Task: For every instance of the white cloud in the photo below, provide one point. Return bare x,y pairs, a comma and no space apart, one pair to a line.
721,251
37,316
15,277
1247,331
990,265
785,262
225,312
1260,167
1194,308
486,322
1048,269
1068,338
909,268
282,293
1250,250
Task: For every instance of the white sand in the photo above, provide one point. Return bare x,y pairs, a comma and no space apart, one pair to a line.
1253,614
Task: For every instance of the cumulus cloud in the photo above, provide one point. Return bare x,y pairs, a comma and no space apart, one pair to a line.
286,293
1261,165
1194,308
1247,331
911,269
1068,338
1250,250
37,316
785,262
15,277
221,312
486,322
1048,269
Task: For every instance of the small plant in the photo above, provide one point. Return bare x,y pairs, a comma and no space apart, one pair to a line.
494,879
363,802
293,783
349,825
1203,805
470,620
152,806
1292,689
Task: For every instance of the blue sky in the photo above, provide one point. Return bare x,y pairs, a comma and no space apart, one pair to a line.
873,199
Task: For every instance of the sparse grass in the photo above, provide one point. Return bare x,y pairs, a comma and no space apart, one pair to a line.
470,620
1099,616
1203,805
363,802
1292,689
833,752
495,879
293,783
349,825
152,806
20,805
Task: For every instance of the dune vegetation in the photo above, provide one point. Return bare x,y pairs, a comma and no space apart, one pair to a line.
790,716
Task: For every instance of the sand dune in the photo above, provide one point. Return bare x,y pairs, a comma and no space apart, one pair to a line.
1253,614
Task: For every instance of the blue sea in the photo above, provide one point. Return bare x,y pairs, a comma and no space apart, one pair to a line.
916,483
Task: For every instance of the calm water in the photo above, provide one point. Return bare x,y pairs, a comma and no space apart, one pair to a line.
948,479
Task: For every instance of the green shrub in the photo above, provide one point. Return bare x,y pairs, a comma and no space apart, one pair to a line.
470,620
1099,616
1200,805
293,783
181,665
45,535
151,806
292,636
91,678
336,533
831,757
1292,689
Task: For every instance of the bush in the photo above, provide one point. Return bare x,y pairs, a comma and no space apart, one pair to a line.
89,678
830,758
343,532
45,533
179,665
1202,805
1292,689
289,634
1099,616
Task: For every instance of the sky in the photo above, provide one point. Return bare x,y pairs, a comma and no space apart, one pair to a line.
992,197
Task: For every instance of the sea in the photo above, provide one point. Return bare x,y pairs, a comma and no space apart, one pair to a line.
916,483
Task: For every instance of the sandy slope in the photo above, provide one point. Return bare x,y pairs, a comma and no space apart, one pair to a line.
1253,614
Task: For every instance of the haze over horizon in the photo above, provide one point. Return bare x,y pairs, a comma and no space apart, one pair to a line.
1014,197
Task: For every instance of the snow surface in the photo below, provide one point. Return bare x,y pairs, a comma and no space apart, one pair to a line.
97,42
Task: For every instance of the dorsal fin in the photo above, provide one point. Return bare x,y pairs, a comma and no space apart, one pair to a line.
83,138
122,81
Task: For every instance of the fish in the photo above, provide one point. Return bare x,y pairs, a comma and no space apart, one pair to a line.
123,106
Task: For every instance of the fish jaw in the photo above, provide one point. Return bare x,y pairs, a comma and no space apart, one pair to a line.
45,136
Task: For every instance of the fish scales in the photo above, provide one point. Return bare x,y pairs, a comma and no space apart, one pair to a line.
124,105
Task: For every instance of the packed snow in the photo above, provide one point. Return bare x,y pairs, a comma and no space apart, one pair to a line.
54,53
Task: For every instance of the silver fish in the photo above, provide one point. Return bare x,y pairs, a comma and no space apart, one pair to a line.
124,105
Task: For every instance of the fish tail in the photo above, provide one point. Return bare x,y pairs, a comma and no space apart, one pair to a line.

**What is being asked:** Arrange every line of the records above as a numbered list, leaving out any blank lines.

**Task solution:**
1. Task: For every instance of the white cloud in the photo below, provide one point. Return bare x,y pairs, a comma and no space apart, one pair to a line.
2. 721,251
3. 37,316
4. 15,277
5. 1247,331
6. 990,265
7. 785,262
8. 225,312
9. 1260,167
10. 1194,308
11. 486,322
12. 1048,269
13. 1068,338
14. 909,268
15. 282,293
16. 1250,250
17. Task: For every instance of the white sand in the photo above, provide one point. Return bare x,y pairs, a comma and no space apart, one pair to a line.
18. 1253,614
19. Task: For every instance of the cumulus cloud in the photo above, provide one point. Return bare x,y pairs, a comma and no space apart, one pair to a line.
20. 286,293
21. 1261,165
22. 1194,308
23. 1247,331
24. 911,269
25. 1068,338
26. 1250,250
27. 37,316
28. 785,262
29. 15,277
30. 221,312
31. 486,322
32. 1048,269
33. Task: For every instance of the small plant in the photo above, provide one point. Return bare x,y pairs, a comma and no space apart, one pair to a line.
34. 494,879
35. 363,802
36. 293,783
37. 349,825
38. 1203,805
39. 470,620
40. 152,806
41. 1292,689
42. Task: For every instance of the blue sky in the photo above, provide one point. Return bare x,y pairs, a comma and no space apart, one pair to a line.
43. 873,199
44. Task: For every instance of the sparse grass in the photo above, provide one point. Return bare x,y pairs, a comma and no space apart, one pair to a line.
45. 470,620
46. 1099,616
47. 1203,805
48. 363,802
49. 1292,689
50. 833,752
51. 495,879
52. 293,783
53. 349,825
54. 152,806
55. 20,805
56. Task: For every instance of the dune vegetation in the photo above, provide one point. Return bare x,y pairs, a comma and no space apart, one pair to a line.
57. 790,716
58. Task: For every instance of the sand dune in the photo above, provide one point. Return bare x,y pairs, a comma and no space apart, one pair to a line.
59. 1253,614
60. Task: For every instance of the blue sea in the photo above, provide one point. Return bare x,y pairs, a comma and no space apart, one pair to a line.
61. 916,483
62. Task: For every instance of the calm water in the photo above, provide one point. Return bare x,y pairs, a comma and no space apart, one pair to a line.
63. 948,479
64. Task: For every instance of the green shrub in the photo above, provide one point. Return bare x,y pairs, a comma and no space apart, one pair to a line.
65. 470,620
66. 1099,616
67. 1200,805
68. 293,783
69. 181,665
70. 45,535
71. 151,806
72. 292,636
73. 91,678
74. 336,533
75. 831,757
76. 1292,689
77. Task: For every instance of the bush in the photo above, provide one point. Return bare x,y pairs, a comma and no space apart, one pair to a line.
78. 89,678
79. 830,758
80. 343,532
81. 45,533
82. 179,665
83. 1202,805
84. 1292,689
85. 289,634
86. 1099,616
87. Task: For every instance of the sky in the photo above, provide one point. Return bare x,y pairs, a comma and no space apart, one pair to a line.
88. 992,197
89. Task: For every instance of the sea in the photo above, provide one point. Return bare x,y pairs, a comma and no space apart, one pair to a line.
90. 916,483
91. Task: For every instance of the sandy slope in the photo above, provide one point. Return bare x,y pairs, a comma and no space apart, one pair to a line.
92. 1253,614
93. Task: For every instance of the haze over horizon in the photo above, provide one point. Return bare x,y pairs, a comma and no space apart, one pair to a line.
94. 1014,197
95. Task: For every instance of the snow surface in the photo below, provide one point. Return bare x,y pairs, a comma and no space apart, one pair to a line.
96. 97,42
97. Task: For every instance of the dorsal fin in the photo above, provide one point. Return bare x,y pairs, a comma and no space apart, one pair to a line.
98. 83,138
99. 122,81
100. Task: For every instance of the fish in the photo above, provide one point. Return bare x,y pairs, a comma and no space apart, one pair to a line.
101. 123,106
102. Task: For every instance of the fish jaw in the photo above, provide one point. Return bare x,y pairs, a comma and no space apart, one pair to a line.
103. 45,136
104. Task: For every instance of the fish scales in the photo above, provide one point. Return bare x,y pairs, a comma and no space apart, one pair to a line.
105. 124,105
106. Task: For every instance of the packed snow in the photo above, provide one point. Return bare x,y pairs, a comma and no space apart, one pair to a line.
107. 54,53
108. Task: For every instance of the silver fish in the photo above, provide one point. Return bare x,y pairs, a comma and no space apart, one pair to a line.
109. 124,105
110. Task: For every instance of the fish tail in the photo above, provide one point. Return bare x,y pairs, a comma and no space apart, one pair to a line.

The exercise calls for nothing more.